At Azavea, we spend a lot of time helping our clients design and implement custom machine learning models (and writing open source software to make the process hurt a little less). We’ve built models to more efficiently route school buses, predict where crime is likely to occur during a police officer’s shift, and extract building footprints from satellite imagery. Without fail, every time we start a conversation with a new potential customer, one of the first questions we get is, “How accurate of a model can you make?” The answer is always the same, and typically disappoints: *it depends.*

- It depends on what your goals are (i.e. how this model will be used in real life).
- It depends on how similar the project is to past work we’ve done.
- It depends on the quality of training data we can generate or find.
**Most of all, though, it depends on how we decide to define “accurate”.**

In fact, after we create a model and measure it, we’re often *still *unsure of exactly how to describe its accuracy. There’s no shortage of ways to measure the performance of machine learning models, and I’ve tried to cover some of the most common and useful methods in this blog post. But in my experience, it’s harder to measure the accuracy of a machine learning model in the real world than it is to create it in the first place. Allow me to explain…

## What is “Accuracy,” Technically?

+++

> Set problem 1:
Decide whether each statement agrees with the blog excerpt, answering yes or no and quoting the words from the excerpt that settle it:
(a) Azavea has built models for routing school buses.
(b) The writer finds measuring a model's accuracy in the real world easier than creating the model.
(c) New potential customers first ask how much a model will cost.
The blog excerpt and the rows that follow it are unrelated.

> The input:
+++

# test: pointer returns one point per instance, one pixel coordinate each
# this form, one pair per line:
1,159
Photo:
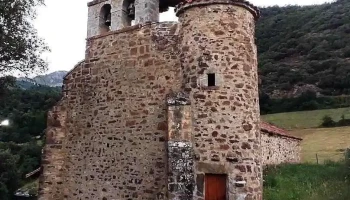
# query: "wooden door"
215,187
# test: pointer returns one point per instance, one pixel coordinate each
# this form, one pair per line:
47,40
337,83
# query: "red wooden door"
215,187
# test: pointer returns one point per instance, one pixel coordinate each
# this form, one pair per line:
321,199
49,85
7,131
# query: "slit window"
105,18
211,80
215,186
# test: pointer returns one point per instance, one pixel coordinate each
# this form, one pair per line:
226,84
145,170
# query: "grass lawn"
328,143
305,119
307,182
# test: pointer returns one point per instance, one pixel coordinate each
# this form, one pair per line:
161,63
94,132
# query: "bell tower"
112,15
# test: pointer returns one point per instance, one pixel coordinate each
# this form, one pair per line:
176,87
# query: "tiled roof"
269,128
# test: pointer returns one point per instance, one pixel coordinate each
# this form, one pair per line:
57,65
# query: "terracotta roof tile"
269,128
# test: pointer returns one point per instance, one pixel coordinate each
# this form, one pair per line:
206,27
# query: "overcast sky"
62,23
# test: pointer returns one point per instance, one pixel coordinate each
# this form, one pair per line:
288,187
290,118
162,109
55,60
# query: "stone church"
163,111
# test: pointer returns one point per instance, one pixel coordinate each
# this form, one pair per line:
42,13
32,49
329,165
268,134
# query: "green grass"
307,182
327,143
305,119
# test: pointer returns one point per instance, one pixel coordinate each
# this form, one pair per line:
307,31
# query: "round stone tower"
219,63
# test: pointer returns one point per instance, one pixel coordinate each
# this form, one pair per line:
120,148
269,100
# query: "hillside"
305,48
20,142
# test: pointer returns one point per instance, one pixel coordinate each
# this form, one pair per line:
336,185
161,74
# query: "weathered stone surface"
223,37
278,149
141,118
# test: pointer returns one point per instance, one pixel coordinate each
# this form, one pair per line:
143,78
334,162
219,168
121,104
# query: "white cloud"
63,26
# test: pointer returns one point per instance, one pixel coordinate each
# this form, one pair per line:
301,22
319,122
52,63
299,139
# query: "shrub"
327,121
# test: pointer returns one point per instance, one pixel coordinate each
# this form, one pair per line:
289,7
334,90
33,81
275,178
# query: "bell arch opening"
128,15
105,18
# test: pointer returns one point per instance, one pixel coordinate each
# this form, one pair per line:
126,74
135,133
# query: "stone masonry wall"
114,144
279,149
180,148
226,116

+++

> Set problem 2: Please extract every line of the rows that contains the word "wooden".

> Problem solution 1:
(a) Yes: "We’ve built models to more efficiently route school buses"
(b) No: "it’s harder to measure the accuracy of a machine learning model in the real world than it is to create it in the first place"
(c) No: "one of the first questions we get is, “How accurate of a model can you make?”"

> Problem solution 2:
# query: "wooden door"
# query: "red wooden door"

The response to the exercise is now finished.